>> START
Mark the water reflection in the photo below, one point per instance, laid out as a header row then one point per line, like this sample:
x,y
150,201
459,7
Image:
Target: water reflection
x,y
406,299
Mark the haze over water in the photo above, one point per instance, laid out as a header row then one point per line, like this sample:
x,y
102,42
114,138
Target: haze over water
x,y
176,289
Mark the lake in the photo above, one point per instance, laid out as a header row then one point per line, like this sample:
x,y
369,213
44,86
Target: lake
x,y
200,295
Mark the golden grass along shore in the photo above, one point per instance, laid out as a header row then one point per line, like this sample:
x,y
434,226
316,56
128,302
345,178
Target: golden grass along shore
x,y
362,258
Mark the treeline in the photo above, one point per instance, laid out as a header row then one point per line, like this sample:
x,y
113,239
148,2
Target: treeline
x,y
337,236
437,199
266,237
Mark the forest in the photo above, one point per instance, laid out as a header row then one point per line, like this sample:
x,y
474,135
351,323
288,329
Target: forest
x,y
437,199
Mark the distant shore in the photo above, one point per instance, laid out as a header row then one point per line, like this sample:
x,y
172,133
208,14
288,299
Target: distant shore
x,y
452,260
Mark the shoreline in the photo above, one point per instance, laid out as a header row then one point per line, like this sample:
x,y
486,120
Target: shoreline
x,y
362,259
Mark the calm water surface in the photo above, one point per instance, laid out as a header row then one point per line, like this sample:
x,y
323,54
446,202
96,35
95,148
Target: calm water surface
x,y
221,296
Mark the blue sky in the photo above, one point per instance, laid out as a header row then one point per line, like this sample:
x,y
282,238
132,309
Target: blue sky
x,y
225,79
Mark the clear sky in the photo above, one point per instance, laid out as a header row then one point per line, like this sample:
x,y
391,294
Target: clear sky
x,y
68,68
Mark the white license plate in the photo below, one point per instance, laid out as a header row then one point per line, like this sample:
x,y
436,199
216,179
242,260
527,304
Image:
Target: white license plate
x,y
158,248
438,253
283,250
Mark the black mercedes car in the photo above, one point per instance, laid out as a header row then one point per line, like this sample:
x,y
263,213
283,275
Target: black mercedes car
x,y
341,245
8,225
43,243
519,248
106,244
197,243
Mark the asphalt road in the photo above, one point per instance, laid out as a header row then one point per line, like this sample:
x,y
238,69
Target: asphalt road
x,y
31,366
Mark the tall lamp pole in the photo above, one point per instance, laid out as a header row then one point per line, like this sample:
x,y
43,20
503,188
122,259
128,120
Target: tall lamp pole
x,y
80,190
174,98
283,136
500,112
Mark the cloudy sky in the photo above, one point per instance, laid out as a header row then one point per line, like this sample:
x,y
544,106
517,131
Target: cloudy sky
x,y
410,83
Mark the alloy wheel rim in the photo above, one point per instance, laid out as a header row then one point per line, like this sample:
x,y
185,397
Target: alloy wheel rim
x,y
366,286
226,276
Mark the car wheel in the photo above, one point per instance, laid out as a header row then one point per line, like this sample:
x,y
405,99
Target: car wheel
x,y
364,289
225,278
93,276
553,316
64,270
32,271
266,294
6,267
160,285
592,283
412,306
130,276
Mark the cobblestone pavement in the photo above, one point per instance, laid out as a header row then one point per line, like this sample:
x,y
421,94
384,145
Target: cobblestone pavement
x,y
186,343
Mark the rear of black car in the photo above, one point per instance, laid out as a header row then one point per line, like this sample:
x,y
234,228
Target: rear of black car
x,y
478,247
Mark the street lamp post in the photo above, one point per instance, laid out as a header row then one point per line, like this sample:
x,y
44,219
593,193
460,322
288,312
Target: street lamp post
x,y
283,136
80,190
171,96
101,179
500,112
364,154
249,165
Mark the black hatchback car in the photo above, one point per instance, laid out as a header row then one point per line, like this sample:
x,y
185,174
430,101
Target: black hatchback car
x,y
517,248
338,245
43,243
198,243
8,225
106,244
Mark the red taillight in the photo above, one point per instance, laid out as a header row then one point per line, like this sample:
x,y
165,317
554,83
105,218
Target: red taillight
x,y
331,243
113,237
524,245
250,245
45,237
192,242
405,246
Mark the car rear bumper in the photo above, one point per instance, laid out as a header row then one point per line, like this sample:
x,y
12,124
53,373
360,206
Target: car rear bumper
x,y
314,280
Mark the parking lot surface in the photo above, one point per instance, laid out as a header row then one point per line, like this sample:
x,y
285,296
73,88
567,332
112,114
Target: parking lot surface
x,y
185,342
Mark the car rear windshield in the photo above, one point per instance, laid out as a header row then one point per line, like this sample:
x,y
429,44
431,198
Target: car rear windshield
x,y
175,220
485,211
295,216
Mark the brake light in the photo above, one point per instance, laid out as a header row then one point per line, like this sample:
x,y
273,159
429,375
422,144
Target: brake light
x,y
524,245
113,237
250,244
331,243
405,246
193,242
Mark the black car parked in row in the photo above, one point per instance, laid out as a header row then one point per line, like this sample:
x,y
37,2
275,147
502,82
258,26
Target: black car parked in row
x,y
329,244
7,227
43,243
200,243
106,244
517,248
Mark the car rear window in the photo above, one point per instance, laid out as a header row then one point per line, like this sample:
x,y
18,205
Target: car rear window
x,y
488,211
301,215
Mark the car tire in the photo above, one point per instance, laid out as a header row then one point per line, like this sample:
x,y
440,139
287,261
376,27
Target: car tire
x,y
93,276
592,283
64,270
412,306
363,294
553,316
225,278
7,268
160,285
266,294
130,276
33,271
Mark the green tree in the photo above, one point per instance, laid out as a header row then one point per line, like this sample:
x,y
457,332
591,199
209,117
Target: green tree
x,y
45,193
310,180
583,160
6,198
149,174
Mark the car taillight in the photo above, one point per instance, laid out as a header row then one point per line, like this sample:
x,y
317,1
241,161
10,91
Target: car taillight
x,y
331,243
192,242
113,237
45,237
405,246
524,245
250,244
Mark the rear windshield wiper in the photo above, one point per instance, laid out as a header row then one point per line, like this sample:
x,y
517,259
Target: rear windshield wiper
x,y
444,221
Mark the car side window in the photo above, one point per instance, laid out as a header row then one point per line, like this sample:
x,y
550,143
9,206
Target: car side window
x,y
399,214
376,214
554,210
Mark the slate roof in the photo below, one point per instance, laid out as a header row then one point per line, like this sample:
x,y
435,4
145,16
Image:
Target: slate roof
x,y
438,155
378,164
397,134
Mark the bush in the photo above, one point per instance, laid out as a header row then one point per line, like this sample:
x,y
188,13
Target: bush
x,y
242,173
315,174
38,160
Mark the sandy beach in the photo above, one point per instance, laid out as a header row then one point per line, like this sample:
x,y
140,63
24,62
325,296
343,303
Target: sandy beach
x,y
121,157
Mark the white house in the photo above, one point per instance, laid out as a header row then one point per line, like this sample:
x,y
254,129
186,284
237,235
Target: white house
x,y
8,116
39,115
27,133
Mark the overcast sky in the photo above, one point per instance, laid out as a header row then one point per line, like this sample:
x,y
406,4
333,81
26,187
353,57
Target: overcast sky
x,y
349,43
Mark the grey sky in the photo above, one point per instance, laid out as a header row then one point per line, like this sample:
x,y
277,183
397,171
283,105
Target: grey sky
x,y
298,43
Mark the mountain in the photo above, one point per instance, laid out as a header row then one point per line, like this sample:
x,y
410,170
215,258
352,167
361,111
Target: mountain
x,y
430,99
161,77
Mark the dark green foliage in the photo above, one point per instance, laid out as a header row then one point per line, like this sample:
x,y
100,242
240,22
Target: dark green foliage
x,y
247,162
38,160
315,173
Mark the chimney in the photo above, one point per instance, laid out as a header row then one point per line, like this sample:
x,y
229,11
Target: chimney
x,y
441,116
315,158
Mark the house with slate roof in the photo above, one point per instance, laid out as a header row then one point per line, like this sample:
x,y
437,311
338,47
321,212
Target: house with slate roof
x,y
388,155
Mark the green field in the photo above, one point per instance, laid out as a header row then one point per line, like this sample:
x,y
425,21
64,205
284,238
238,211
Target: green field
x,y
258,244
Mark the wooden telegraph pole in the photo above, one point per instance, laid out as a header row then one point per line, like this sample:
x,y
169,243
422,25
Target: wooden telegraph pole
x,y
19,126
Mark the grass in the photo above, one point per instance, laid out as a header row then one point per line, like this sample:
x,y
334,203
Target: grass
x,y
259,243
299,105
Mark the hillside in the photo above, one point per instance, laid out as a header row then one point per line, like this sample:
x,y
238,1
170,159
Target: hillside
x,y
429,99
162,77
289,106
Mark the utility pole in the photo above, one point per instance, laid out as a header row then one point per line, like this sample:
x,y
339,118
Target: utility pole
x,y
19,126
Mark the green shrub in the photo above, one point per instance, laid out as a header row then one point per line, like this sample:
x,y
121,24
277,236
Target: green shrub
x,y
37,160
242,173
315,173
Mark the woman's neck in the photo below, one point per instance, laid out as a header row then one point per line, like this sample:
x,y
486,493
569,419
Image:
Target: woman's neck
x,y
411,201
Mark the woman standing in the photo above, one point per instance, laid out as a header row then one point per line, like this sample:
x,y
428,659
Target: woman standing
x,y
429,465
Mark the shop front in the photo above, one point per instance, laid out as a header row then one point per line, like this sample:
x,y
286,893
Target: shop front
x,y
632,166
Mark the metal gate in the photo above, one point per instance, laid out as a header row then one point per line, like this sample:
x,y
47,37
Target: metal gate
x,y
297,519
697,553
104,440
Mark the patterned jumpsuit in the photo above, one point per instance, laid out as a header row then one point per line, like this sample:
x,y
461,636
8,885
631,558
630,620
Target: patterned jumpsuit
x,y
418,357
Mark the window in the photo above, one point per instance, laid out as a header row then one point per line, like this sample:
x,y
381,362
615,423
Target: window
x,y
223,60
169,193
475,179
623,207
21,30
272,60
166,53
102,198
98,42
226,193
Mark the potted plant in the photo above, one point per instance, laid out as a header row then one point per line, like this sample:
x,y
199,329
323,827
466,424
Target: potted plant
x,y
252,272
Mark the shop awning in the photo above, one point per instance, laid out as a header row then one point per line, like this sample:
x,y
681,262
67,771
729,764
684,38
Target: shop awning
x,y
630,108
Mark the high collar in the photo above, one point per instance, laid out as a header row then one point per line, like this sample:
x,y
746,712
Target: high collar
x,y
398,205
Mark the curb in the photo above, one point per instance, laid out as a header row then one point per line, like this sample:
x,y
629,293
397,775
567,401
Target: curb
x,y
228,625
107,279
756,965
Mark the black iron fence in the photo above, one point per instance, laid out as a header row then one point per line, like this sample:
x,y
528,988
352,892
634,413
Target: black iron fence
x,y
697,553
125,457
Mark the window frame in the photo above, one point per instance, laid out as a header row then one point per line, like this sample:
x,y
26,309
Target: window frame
>> END
JOB: Everything from the line that contains "Mark the curb" through the end of the records must be duplicated exactly, and nothing outside that range.

WORKED ANSWER:
Mark the curb in the photo above, one point per instance, laid out as a header row then one point per line, like this sample:
x,y
629,293
397,775
567,401
Target: curb
x,y
228,625
107,279
756,965
Mark the black iron fence in the photo above, one point per instance, laid out as a header row then one point per line, like this sample:
x,y
528,988
352,892
634,413
Target: black iron fence
x,y
697,553
125,457
Mark the window frame in the photo above, one point per instance, laid out as a header row then one point per line, like this sample:
x,y
26,309
Target: window frame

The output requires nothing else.